── Data for review

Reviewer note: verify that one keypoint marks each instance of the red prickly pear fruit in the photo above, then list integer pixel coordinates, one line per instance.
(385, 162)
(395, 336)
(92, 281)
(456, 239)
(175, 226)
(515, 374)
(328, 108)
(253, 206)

────

Action item:
Everything in the material should be repeated exactly as written.

Response for this exercise:
Reviewer note: verify that one keypoint marks each instance of the red prickly pear fruit in the photo above, then list integer pixel coordinates, one line per instance.
(385, 162)
(395, 336)
(92, 281)
(456, 239)
(175, 226)
(515, 374)
(328, 108)
(253, 206)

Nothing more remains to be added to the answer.